--- START Supplied text ---

# Lab Exercise: SQL Analysis with Polars

In this lab, you'll practice SQL queries using Polars' built-in SQL functionality. Complete each exercise by writing the appropriate SQL query.

In [None]:
# Setup - Run this cell first
import polars as pl

# Load data
airlines = pl.read_csv('data/nyc_airlines.csv')
airports = pl.read_csv('data/nyc_airports.csv')
flights = pl.read_csv('data/nyc_flights.csv')
planes = pl.read_csv('data/nyc_planes.csv')
weather = pl.read_csv('data/nyc_weather.csv')

# Create SQL context
ctx = pl.SQLContext(
    airlines=airlines,
    airports=airports,
    flights=flights,
    planes=planes,
    weather=weather,
    eager_execution=True
)

print("Setup complete! Tables available:")
print(ctx.execute("SHOW TABLES"))

## Exercise 1: Basic Queries

### 1.1 Find all unique carriers in the airlines table

In [None]:
# Write your SQL query here
result = ctx.execute("""
-- Your query here
""")

# print(result)

### 1.2 Find the top 10 destinations by number of flights

In [None]:
# Write your SQL query here
result = ctx.execute("""
-- Your query here
""")

# print(result)

### 1.3 Find all flights that departed more than 2 hours late (120 minutes)

--- END Supplied text ---
--- START Dataset extract ---

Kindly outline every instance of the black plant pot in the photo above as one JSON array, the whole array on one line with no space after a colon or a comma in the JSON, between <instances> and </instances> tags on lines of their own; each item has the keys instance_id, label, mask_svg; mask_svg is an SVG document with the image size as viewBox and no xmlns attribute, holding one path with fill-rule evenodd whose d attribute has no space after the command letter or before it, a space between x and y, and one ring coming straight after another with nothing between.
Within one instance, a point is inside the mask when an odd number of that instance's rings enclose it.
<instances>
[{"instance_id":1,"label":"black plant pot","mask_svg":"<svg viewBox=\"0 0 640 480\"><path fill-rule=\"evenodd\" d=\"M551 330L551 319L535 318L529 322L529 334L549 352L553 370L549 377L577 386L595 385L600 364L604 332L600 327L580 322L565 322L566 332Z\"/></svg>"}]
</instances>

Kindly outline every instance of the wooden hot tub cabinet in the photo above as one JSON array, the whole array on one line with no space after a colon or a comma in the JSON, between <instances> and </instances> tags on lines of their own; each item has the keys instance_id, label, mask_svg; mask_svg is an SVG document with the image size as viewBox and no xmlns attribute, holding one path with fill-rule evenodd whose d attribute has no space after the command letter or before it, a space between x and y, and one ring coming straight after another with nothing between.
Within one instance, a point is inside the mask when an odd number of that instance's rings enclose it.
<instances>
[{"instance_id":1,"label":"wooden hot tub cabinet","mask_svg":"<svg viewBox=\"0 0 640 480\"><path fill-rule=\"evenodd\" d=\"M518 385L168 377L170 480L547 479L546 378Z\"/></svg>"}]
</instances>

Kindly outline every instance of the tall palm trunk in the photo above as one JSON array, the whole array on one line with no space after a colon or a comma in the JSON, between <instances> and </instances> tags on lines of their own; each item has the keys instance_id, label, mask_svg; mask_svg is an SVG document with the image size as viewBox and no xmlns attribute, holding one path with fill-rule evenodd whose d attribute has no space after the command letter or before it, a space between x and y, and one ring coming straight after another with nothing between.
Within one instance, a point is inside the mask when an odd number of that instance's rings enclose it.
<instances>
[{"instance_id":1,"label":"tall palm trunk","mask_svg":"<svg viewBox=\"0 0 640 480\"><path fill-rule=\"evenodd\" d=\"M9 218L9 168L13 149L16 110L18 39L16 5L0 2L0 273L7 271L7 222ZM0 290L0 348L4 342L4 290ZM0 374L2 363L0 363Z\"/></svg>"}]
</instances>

--- END Dataset extract ---
--- START Dataset extract ---

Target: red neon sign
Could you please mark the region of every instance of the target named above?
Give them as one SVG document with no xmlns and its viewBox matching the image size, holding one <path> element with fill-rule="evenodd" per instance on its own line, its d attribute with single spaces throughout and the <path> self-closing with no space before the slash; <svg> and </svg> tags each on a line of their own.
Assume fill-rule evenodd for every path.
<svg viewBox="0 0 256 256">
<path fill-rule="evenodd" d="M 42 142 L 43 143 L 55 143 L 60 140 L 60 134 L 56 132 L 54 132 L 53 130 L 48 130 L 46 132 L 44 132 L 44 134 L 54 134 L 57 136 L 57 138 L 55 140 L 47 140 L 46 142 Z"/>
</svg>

--- END Dataset extract ---

## Directive A
Using the Polars SQL lab, state whether each statement agrees with it, answering yes or no and quoting the words that decide it: (i) the SQL context is created with eager execution enabled; (ii) Exercise 1.2 asks for the top 5 destinations by number of flights; (iii) Exercise 1.3 treats a departure as more than 2 hours late when it exceeds 120 minutes.
## Directive B
Reproduce the Polars SQL lab word for word between "In this lab, you'll" and "airports = pl.read_csv('data/nyc_airports.csv')", inclusive.
## Directive C
List every table name that the Polars SQL lab registers in its SQL context.
Answer from the Polars SQL lab alone.

## Exercise solution A
(i) Yes: "eager_execution=True"
(ii) No: "Find the top 10 destinations by number of flights"
(iii) Yes: "more than 2 hours late (120 minutes)"

## Exercise solution B
In this lab, you'll practice SQL queries using Polars' built-in SQL functionality. Complete each exercise by writing the appropriate SQL query.

In [None]:
# Setup - Run this cell first
import polars as pl

# Load data
airlines = pl.read_csv('data/nyc_airlines.csv')
airports = pl.read_csv('data/nyc_airports.csv')

## Exercise solution C
airlines
airports
flights
planes
weather